◆ What you need to do ◆
Give every line of the material again, exactly as written.

◆ Data excerpts ◆

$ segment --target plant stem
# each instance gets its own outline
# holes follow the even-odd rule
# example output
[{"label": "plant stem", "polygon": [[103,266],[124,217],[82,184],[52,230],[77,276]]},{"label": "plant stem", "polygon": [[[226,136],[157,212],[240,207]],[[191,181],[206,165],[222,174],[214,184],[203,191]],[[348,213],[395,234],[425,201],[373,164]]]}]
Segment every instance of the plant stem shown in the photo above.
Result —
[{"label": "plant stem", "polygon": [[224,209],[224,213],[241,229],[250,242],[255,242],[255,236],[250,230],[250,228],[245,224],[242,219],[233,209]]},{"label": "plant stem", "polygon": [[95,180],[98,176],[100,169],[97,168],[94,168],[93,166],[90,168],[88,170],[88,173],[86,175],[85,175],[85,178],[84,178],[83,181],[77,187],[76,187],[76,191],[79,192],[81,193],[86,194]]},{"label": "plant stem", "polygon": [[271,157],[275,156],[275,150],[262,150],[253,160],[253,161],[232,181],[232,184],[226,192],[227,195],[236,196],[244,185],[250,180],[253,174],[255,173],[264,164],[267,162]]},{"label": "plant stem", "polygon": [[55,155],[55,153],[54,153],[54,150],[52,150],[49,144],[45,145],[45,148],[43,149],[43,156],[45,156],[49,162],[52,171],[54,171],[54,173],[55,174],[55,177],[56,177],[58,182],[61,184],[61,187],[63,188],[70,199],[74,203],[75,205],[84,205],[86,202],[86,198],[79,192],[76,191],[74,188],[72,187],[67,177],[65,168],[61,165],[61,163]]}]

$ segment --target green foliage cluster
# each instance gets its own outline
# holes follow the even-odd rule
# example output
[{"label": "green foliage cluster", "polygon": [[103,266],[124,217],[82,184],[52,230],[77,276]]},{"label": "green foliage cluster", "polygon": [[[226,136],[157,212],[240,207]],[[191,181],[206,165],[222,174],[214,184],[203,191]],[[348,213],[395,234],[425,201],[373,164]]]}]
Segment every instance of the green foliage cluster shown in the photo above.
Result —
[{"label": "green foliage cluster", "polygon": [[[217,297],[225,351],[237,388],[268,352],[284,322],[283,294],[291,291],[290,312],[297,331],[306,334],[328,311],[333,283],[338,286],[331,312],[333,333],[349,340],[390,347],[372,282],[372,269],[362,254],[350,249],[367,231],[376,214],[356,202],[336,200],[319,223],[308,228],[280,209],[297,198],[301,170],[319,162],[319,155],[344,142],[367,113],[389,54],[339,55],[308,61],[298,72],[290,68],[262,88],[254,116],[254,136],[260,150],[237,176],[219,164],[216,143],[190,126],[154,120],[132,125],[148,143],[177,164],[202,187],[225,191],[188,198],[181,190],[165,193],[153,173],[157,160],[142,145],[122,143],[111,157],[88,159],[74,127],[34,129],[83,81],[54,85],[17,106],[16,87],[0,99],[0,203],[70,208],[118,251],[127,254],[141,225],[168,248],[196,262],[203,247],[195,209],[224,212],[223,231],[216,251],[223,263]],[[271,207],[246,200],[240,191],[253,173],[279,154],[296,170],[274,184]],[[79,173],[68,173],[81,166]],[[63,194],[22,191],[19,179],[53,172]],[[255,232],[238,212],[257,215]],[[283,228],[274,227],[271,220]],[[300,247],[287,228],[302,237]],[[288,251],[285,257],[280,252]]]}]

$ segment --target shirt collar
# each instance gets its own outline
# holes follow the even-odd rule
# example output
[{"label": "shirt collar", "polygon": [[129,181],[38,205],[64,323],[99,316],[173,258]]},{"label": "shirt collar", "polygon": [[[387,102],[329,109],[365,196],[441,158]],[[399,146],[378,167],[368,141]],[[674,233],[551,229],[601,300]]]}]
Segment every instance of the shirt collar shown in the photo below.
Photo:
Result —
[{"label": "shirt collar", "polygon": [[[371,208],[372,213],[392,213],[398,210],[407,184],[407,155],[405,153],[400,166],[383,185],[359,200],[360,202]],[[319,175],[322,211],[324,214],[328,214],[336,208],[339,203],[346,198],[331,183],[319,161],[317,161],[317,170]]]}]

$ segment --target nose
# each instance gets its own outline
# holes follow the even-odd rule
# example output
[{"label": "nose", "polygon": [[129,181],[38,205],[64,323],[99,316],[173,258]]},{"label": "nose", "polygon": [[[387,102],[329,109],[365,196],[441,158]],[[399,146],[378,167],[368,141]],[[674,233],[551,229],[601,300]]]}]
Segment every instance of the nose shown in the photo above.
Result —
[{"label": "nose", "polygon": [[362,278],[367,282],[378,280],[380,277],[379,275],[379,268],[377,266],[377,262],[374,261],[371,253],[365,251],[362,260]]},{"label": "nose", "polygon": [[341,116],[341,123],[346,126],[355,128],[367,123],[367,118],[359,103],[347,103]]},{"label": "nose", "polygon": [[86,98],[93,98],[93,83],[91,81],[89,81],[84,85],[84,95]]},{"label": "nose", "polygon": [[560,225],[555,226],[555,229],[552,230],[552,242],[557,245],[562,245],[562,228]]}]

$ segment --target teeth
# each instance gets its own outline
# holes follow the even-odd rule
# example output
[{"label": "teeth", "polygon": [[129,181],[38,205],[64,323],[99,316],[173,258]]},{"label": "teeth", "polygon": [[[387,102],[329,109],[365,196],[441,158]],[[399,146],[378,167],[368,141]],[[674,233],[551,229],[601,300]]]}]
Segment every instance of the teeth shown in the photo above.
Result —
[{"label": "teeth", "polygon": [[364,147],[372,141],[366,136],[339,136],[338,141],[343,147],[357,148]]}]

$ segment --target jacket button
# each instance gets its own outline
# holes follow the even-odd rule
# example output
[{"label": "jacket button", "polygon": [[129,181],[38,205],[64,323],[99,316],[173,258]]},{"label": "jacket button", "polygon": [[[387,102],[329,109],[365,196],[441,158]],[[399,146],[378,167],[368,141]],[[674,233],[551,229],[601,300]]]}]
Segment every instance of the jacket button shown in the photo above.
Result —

◆ Exercise answer ◆
$ segment --target plant stem
# each instance gets its own outline
# holes follow the even-odd rule
# example output
[{"label": "plant stem", "polygon": [[103,266],[124,217],[82,184],[52,230],[77,276]]},{"label": "plant stem", "polygon": [[[226,136],[157,212],[240,207]],[[191,181],[206,165],[222,174],[214,184],[203,191]],[[348,213],[395,234],[425,201],[373,164]]]}]
Segment every instance of the plant stem shown in the photo above.
Result —
[{"label": "plant stem", "polygon": [[224,209],[224,213],[241,229],[250,242],[255,242],[255,236],[250,230],[250,228],[245,224],[242,219],[233,209]]},{"label": "plant stem", "polygon": [[95,180],[98,176],[100,169],[97,168],[94,168],[93,166],[90,168],[88,170],[88,173],[86,175],[85,175],[85,178],[84,178],[83,181],[77,187],[76,187],[76,191],[79,192],[81,193],[86,194]]},{"label": "plant stem", "polygon": [[271,157],[275,156],[275,150],[262,150],[253,160],[253,161],[232,181],[232,184],[226,192],[227,195],[236,196],[244,185],[250,180],[253,174],[255,173],[264,164],[267,162]]},{"label": "plant stem", "polygon": [[55,155],[55,153],[54,153],[54,150],[52,150],[49,144],[45,145],[45,148],[43,149],[43,156],[45,156],[49,162],[52,171],[54,171],[54,173],[55,174],[55,177],[56,177],[58,182],[61,184],[61,187],[63,188],[70,199],[74,203],[75,205],[84,205],[86,202],[86,198],[79,192],[76,191],[74,188],[72,187],[67,177],[65,168],[61,165],[61,163]]}]

$ segment --target green foliage cluster
# each instance gets its own outline
# holes follow the even-odd rule
# example output
[{"label": "green foliage cluster", "polygon": [[103,266],[124,217],[82,184],[52,230],[77,276]]},{"label": "green foliage cluster", "polygon": [[[226,136],[157,212],[240,207]],[[191,181],[206,165],[222,174],[214,184],[203,191]],[[348,213],[395,234],[425,201],[373,164]]]}]
Segment every instance of the green foliage cluster shown in the photo above.
Result —
[{"label": "green foliage cluster", "polygon": [[[217,297],[225,351],[237,388],[268,352],[284,322],[283,294],[291,291],[290,312],[297,331],[306,334],[328,311],[333,283],[338,286],[331,312],[333,333],[349,340],[390,347],[372,282],[372,269],[362,254],[350,249],[367,231],[376,214],[356,202],[336,200],[319,223],[308,228],[280,209],[297,198],[301,170],[319,162],[319,155],[344,142],[367,113],[389,54],[339,55],[308,61],[298,72],[290,68],[262,88],[254,116],[254,136],[260,150],[237,176],[219,164],[216,143],[190,126],[154,120],[132,125],[148,143],[177,164],[202,187],[225,191],[188,198],[181,190],[165,193],[153,173],[157,160],[142,145],[122,143],[111,157],[88,159],[74,127],[34,129],[83,81],[54,85],[17,106],[16,87],[0,99],[0,203],[70,208],[118,251],[127,254],[141,225],[168,248],[196,262],[203,247],[195,209],[224,212],[223,231],[216,251],[223,263]],[[271,207],[246,200],[240,191],[253,173],[279,154],[296,170],[274,184]],[[79,173],[68,173],[81,166]],[[63,194],[22,191],[19,179],[53,172]],[[255,232],[238,212],[257,215]],[[283,228],[274,227],[271,220]],[[300,247],[287,228],[302,237]],[[288,251],[285,257],[280,252]]]}]

$ segment --target shirt collar
# each instance gets its own outline
# holes follow the even-odd rule
# example output
[{"label": "shirt collar", "polygon": [[129,181],[38,205],[64,323],[99,316],[173,258]]},{"label": "shirt collar", "polygon": [[[387,102],[329,109],[365,196],[441,158]],[[399,146],[378,167],[368,141]],[[674,233],[551,229],[601,300]]]}]
Segment every instance of the shirt collar shown in the photo below.
Photo:
Result —
[{"label": "shirt collar", "polygon": [[[371,208],[372,213],[392,213],[398,210],[407,184],[407,155],[405,153],[400,166],[383,185],[359,200],[360,202]],[[319,175],[322,211],[324,214],[328,214],[336,208],[339,203],[346,198],[331,183],[319,161],[317,161],[317,170]]]}]

$ segment --target nose
# each instance gets its own outline
# holes follow the even-odd rule
# example output
[{"label": "nose", "polygon": [[129,181],[38,205],[64,323],[99,316],[173,258]]},{"label": "nose", "polygon": [[[387,102],[329,109],[365,196],[441,158]],[[399,146],[378,167],[368,141]],[[674,233],[551,229],[601,300]]]}]
Segment every instance of the nose shown in the photo above.
Result —
[{"label": "nose", "polygon": [[362,278],[367,282],[378,280],[380,277],[379,275],[379,268],[377,266],[377,262],[374,261],[371,253],[365,251],[362,260]]},{"label": "nose", "polygon": [[341,116],[341,123],[346,126],[355,128],[367,123],[367,118],[359,103],[347,103]]},{"label": "nose", "polygon": [[86,98],[93,98],[93,83],[91,81],[89,81],[84,85],[84,95]]},{"label": "nose", "polygon": [[560,225],[555,226],[555,229],[552,230],[552,242],[557,245],[562,245],[562,228]]}]

$ segment --target teeth
# each instance gets its own outline
# holes follow the even-odd rule
# example output
[{"label": "teeth", "polygon": [[129,181],[38,205],[64,323],[99,316],[173,258]]},{"label": "teeth", "polygon": [[[387,102],[329,109],[365,196],[441,158]],[[399,146],[378,167],[368,141]],[[674,233],[551,229],[601,300]]]}]
Segment every instance of the teeth shown in the photo above.
Result —
[{"label": "teeth", "polygon": [[364,147],[372,141],[366,136],[339,136],[338,141],[343,147],[357,148]]}]

$ segment --target jacket button
# each instance gets its own outline
# holes follow the even-odd rule
# example output
[{"label": "jacket button", "polygon": [[129,181],[38,205],[64,323],[99,316],[173,258]]},{"label": "jacket button", "polygon": [[[387,102],[329,109],[365,196],[441,158]],[[399,146],[378,167],[368,141]],[[674,233],[551,229],[601,300]]]}]
Segment every instance of the jacket button shown in the photo above.
Result —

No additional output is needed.